* Begin *

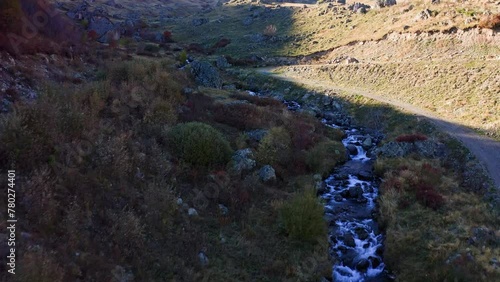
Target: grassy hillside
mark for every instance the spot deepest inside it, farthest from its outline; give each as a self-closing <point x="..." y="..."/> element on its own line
<point x="122" y="177"/>
<point x="303" y="30"/>
<point x="464" y="92"/>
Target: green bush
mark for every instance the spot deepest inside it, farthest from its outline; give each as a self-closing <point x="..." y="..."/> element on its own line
<point x="199" y="144"/>
<point x="275" y="147"/>
<point x="153" y="48"/>
<point x="302" y="216"/>
<point x="323" y="157"/>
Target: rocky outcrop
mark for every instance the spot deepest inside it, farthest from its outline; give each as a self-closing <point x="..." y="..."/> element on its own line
<point x="385" y="3"/>
<point x="101" y="25"/>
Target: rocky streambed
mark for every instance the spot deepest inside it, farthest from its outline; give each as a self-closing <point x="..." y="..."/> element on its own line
<point x="350" y="193"/>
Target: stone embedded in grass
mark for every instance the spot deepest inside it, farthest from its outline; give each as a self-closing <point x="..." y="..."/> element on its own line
<point x="192" y="212"/>
<point x="267" y="174"/>
<point x="242" y="160"/>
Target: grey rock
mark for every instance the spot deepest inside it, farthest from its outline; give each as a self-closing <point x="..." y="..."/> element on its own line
<point x="120" y="274"/>
<point x="256" y="135"/>
<point x="222" y="63"/>
<point x="192" y="212"/>
<point x="206" y="74"/>
<point x="355" y="192"/>
<point x="203" y="259"/>
<point x="101" y="25"/>
<point x="349" y="240"/>
<point x="223" y="209"/>
<point x="248" y="21"/>
<point x="365" y="175"/>
<point x="267" y="173"/>
<point x="367" y="143"/>
<point x="385" y="3"/>
<point x="394" y="149"/>
<point x="242" y="160"/>
<point x="362" y="233"/>
<point x="359" y="7"/>
<point x="257" y="38"/>
<point x="320" y="186"/>
<point x="199" y="21"/>
<point x="423" y="15"/>
<point x="362" y="265"/>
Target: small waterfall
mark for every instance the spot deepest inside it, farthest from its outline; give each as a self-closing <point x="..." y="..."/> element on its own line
<point x="356" y="243"/>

* End *

**Set problem**
Begin at the line containing "Target: small waterfall" and copy every line through the end of the rows. Offset each x and y coordinate in the answers by -43, and leave all other text unchanged.

**Full solution**
Target: small waterfall
mark for every instance the spot deepest inside it, farthest from its outline; give each as a self-closing <point x="..." y="..."/> element on its own line
<point x="313" y="200"/>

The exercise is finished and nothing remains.